*** Girdi

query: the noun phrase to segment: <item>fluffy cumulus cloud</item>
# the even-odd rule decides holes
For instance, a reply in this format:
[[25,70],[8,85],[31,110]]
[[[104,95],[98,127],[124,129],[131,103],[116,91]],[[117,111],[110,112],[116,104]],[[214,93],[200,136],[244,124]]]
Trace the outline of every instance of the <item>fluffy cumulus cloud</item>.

******

Problem gereksinimleri>
Kayıtların başından "[[25,70],[8,85],[31,110]]" ifadesini içeren satıra kadar her şeyi, iki uç da dahil olmak üzere, lütfen hiç değiştirmeden çıkarın.

Görev çıktısı>
query: the noun phrase to segment: <item>fluffy cumulus cloud</item>
# the even-odd rule decides holes
For instance, a reply in this format:
[[25,70],[8,85],[31,110]]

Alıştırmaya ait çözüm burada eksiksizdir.